■ **Texte présenté**:

Pelouses brulées : Les opérations pour récupérer un gazon dense et vert
Publié le 20/11/24
A la sortie de cet été caniculaire, les pelouses sont en piteux état : intégralement jaunies pour la plupart, clairsemées, avec quelques taches vertes d’adventices. Mais le gazon devrait reverdir avec les pluies d’automne et retrouver son aspect initial si vous mettez en œuvre les bonnes opérations.
Cet été, les gazons ont été mis à rude épreuve. Ils ont en effet dû faire face à une sècheresse très longue (souvent débutée dès l’hiver) combinée à des chaleurs extrêmes depuis juin. Sans compter les restrictions d’arrosage qui ont touché cet été la plupart des départements français. Résultats : les pelouses sont grillées. Les brins d’herbe sont bruns et secs et le gazon semble mort. Mais rassurez-vous, il devrait s’en remettre.
La dormance ou quand le gazon se met en veille
C’est un phénomène normal appelé dormance, qui permet aux plantes de survivre aux saisons les plus défavorables. Si la dormance hivernale est la plus étudiée, il existe également une dormance estivale pour certaines plantes. Ainsi, lorsqu’elles sont soumises à un stress hydrique, les graminées tempérées pérennes arrêtent leur croissance et leurs parties aériennes se dessèchent progressivement. Par exemple, le ray-grass anglais ralentit sa croissance à partir de 20°C et ne pousse pratiquement plus au-delà des 25°C.

■ **Enregistrements extraits**:
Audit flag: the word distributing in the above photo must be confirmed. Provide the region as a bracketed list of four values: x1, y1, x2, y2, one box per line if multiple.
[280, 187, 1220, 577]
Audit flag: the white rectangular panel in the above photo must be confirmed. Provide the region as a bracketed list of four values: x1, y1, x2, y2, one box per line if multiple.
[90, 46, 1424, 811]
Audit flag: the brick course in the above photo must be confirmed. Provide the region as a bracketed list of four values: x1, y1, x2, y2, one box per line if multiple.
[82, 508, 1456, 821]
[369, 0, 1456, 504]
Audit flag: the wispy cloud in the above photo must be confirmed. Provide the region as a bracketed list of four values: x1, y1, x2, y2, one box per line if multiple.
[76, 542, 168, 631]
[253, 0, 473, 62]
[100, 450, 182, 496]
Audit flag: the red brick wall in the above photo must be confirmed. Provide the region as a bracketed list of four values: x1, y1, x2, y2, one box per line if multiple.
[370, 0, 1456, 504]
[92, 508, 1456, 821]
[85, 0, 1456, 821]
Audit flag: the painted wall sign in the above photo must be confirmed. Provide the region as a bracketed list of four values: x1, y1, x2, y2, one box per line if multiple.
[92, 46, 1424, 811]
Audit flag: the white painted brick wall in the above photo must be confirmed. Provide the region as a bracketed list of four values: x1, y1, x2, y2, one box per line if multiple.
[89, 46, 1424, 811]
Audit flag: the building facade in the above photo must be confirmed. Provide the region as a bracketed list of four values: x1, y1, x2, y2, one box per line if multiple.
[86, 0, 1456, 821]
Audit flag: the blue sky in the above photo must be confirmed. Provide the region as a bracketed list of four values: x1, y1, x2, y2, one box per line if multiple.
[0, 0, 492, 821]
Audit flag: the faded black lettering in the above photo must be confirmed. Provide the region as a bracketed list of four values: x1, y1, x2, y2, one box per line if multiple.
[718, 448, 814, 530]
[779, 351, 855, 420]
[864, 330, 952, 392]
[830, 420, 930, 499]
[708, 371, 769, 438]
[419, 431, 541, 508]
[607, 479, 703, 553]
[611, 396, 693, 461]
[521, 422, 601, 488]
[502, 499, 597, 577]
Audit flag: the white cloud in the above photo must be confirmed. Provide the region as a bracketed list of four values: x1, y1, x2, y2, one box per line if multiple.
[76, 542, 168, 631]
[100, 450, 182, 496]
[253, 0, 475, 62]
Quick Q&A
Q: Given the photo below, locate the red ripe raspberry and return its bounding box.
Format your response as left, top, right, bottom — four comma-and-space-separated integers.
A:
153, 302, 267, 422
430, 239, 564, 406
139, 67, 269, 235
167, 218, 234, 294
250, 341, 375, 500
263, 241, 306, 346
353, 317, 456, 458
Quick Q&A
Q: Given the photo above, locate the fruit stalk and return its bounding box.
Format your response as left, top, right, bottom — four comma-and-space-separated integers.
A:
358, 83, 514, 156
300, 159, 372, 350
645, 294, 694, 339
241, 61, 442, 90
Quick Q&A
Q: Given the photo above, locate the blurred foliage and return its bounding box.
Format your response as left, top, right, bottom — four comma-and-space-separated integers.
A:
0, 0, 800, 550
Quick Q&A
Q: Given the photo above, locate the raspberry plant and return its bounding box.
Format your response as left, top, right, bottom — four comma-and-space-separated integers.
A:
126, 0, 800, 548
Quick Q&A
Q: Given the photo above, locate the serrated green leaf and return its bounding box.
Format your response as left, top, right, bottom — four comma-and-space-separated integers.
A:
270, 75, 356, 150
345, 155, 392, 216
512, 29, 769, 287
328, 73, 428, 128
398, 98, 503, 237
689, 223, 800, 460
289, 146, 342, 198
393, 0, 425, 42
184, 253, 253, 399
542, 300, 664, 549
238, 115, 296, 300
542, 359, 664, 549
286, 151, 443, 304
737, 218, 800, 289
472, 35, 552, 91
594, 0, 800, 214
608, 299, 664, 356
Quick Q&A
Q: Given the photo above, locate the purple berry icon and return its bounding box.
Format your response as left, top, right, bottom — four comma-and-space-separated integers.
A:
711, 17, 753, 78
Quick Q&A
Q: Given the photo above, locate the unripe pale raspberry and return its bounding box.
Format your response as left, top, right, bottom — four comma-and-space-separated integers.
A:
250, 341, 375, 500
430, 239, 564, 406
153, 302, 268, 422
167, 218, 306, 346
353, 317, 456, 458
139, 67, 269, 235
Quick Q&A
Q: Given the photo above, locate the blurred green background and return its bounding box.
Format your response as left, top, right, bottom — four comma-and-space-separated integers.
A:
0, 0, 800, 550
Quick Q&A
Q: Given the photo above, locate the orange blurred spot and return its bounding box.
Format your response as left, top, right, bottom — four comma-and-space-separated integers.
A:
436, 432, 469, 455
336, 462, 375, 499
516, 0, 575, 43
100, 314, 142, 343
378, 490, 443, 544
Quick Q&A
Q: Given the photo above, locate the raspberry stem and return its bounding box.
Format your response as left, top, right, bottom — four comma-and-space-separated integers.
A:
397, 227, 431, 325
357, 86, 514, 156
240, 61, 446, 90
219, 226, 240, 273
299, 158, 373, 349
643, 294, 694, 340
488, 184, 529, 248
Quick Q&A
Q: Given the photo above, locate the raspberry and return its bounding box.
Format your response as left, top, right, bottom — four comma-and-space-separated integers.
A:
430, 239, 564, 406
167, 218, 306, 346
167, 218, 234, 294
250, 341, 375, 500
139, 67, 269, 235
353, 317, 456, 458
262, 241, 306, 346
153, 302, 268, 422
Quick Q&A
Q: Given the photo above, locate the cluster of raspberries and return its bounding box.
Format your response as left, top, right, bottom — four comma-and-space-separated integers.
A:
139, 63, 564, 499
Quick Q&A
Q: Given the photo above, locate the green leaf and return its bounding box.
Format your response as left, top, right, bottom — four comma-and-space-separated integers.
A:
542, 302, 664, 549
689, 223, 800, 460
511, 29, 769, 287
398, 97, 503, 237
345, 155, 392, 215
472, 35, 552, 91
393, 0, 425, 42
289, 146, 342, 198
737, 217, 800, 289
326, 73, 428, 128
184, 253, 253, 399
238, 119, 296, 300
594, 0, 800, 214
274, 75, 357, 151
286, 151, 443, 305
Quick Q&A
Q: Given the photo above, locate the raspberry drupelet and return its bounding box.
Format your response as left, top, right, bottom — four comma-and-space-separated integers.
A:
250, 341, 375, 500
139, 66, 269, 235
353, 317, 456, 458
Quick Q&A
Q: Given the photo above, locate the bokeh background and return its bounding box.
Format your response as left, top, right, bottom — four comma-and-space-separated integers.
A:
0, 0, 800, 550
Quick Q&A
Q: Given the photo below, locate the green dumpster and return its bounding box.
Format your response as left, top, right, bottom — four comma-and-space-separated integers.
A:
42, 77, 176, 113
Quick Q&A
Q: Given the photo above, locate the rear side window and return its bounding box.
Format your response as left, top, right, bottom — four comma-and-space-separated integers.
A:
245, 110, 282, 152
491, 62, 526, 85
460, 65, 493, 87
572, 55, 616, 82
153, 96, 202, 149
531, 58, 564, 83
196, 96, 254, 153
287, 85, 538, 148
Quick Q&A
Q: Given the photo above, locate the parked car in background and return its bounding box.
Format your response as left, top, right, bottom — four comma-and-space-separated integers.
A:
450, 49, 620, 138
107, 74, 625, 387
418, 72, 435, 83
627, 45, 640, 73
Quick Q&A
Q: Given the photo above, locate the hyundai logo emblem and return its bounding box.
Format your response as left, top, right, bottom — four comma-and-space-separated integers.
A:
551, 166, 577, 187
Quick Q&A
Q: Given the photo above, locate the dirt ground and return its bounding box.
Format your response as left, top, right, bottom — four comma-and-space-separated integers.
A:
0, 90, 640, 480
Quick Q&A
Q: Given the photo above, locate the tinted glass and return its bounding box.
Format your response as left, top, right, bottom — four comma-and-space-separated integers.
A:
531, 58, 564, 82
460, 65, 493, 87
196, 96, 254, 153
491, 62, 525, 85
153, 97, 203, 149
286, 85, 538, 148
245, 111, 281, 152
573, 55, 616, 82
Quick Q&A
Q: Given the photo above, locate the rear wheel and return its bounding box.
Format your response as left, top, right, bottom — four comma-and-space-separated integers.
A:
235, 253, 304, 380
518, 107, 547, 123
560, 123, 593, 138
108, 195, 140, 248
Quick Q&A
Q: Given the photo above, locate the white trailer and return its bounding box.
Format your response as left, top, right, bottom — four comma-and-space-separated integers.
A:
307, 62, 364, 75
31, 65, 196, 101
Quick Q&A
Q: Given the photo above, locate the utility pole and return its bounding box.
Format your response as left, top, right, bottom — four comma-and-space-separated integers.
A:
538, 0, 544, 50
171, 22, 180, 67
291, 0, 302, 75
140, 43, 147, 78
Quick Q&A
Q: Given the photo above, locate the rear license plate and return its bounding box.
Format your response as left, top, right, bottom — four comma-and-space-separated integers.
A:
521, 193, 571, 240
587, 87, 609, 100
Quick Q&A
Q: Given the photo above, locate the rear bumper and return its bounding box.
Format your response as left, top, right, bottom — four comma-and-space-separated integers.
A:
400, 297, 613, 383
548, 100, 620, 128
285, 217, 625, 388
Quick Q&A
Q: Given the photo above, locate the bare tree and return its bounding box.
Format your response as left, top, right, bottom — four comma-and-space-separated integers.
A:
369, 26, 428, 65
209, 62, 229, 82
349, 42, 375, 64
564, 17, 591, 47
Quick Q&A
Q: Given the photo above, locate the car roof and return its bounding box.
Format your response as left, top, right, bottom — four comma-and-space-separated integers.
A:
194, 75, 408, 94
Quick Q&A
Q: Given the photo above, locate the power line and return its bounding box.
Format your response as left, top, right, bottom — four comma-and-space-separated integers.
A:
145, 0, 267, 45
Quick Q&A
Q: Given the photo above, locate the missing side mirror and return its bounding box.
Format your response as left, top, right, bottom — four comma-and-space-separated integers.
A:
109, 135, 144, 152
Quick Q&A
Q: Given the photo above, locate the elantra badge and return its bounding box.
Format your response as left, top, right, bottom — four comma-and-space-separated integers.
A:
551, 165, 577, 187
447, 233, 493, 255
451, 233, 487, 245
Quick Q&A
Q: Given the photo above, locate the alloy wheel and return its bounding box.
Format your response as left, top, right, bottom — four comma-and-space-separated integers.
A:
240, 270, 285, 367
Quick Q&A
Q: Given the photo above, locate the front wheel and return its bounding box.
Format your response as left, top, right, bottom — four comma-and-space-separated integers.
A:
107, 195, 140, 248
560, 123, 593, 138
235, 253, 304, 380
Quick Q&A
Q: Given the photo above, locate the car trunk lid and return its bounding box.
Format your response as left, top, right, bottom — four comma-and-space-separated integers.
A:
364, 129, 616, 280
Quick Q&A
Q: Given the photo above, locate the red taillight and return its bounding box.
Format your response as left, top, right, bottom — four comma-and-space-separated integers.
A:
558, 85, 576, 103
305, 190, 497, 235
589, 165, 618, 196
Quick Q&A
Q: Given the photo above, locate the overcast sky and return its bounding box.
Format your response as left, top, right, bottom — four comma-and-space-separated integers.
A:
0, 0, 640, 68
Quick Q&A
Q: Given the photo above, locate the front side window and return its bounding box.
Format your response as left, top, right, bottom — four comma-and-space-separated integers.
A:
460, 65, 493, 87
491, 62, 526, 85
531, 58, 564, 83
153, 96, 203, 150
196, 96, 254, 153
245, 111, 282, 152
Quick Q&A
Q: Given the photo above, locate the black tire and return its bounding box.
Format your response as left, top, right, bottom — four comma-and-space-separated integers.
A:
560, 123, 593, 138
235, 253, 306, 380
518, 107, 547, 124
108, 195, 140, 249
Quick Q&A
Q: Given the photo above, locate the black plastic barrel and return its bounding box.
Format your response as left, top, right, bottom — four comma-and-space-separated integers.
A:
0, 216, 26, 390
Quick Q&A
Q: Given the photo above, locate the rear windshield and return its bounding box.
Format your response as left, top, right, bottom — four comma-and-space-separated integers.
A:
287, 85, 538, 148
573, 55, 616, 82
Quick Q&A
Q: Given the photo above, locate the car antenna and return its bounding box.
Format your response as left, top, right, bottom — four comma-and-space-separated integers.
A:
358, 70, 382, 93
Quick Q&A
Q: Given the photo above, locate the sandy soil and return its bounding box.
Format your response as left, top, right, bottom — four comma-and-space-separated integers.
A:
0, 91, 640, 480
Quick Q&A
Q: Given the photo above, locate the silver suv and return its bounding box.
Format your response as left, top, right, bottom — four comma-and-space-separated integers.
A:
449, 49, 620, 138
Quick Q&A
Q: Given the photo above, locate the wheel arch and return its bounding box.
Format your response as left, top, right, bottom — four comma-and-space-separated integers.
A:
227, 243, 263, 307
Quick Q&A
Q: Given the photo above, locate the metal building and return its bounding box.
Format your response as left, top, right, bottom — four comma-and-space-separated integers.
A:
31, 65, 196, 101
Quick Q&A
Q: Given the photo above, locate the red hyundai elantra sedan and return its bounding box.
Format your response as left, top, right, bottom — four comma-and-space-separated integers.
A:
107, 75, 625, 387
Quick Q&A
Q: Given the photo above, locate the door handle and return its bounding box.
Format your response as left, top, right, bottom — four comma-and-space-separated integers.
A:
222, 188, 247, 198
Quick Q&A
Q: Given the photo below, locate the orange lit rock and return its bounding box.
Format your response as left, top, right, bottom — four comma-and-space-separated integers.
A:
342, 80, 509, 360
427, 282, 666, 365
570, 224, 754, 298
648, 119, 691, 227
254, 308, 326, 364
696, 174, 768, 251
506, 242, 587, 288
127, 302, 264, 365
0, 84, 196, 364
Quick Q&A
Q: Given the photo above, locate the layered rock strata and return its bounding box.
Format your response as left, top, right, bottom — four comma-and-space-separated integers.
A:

■ **Consigne**: Modifiez l'article sur les pelouses brûlées : reprenez-le à partir des mots « Pelouses brulées : Les » jusqu'aux mots « les bonnes opérations. » inclus, en remplaçant « gazon » par « tapis herbacé ». Les enregistrements n'interviennent en rien dans ce travail.

■ **Résultat de l'exercice**:
Pelouses brulées : Les opérations pour récupérer un tapis herbacé dense et vert
Publié le 20/11/24
A la sortie de cet été caniculaire, les pelouses sont en piteux état : intégralement jaunies pour la plupart, clairsemées, avec quelques taches vertes d’adventices. Mais le tapis herbacé devrait reverdir avec les pluies d’automne et retrouver son aspect initial si vous mettez en œuvre les bonnes opérations.